PROVIDED PASSAGE –
--------------------------------

Last weekend Kerry's kingpins, Dr. Crokes, secured their third county title in a row. The result will have a significant impact on the reign of Peter Keane, particularly in terms of the senior side's captaincy.
They do it differently in the south-west. The reigning county champions nominate the team captain and that information is relayed from county board to management. In 2005, Spa GAA proposed a motion to end that tradition but it received minimal support.
Last year Fionn Fitzgerald was nominated as team captain. However, his inability to make the starting team saw his inexperienced club-mates Shane Murphy and Gavin White carry that mantle during the Championship.
This is not a rare phenomenon. Eoin Brosnan found himself in a similar position during the 2001 All-Ireland semi-final, when he found himself captaining the side in his debut year. Later, Brosnan famously kept 2006 team captain Declan O'Sullivan out of the team up until that year's All-Ireland final.
As Kerry prepare for a new dawn, the calls have been forthcoming for change. Pat Spillane told the Sunday World it has reached "farcical" levels: "This is beyond a joke at this stage." In an interview with the Irish Examiner, Kieran Donaghy also urged for the end of the practice: “I think the manager should pick his captain. There’s enough of an honour when you win your county championship and you were one of the men who helped drive them over the line."
Few are more familiar with this tradition than Charlie Nelligan. Across an extraordinary 16-year career that included seven All-Ireland titles with the Kingdom, he played under 14 different captains. He had the honour himself in 1989, although it certainly doesn't protrude as a career highlight.

--------------------------------

SUPPLIED MATERIAL –
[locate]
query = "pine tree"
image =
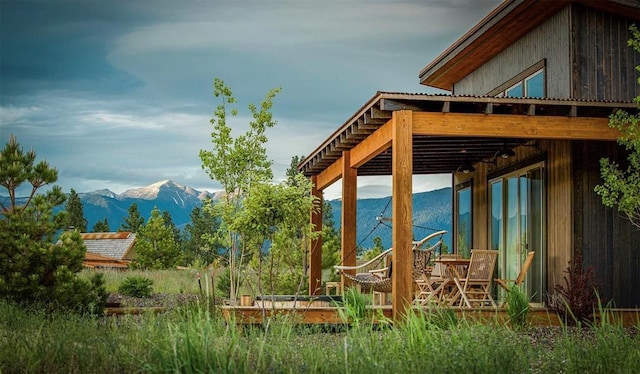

--------------------------------

WRITTEN EXERCISE – Reproduce the passage on Kerry's captaincy tradition word for word, starting with "As Kerry prepare" and going on through "a career highlight.".

COMPLETE OUTPUT –
As Kerry prepare for a new dawn, the calls have been forthcoming for change. Pat Spillane told the Sunday World it has reached "farcical" levels: "This is beyond a joke at this stage." In an interview with the Irish Examiner, Kieran Donaghy also urged for the end of the practice: “I think the manager should pick his captain. There’s enough of an honour when you win your county championship and you were one of the men who helped drive them over the line."
Few are more familiar with this tradition than Charlie Nelligan. Across an extraordinary 16-year career that included seven All-Ireland titles with the Kingdom, he played under 14 different captains. He had the honour himself in 1989, although it certainly doesn't protrude as a career highlight.